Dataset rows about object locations
[Begin]
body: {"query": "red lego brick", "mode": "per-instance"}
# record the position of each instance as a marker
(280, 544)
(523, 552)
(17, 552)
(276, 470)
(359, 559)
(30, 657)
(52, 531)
[End]
» **AIM OF THE TASK**: Rewrite the rows above, substituting "yellow lego brick" for "red lego brick" and leaving everything else unchanged.

» **SOLUTION TO THE EXERCISE**:
body: {"query": "yellow lego brick", "mode": "per-instance"}
# record the position of each instance as a marker
(280, 544)
(523, 552)
(17, 552)
(276, 470)
(359, 559)
(30, 657)
(52, 531)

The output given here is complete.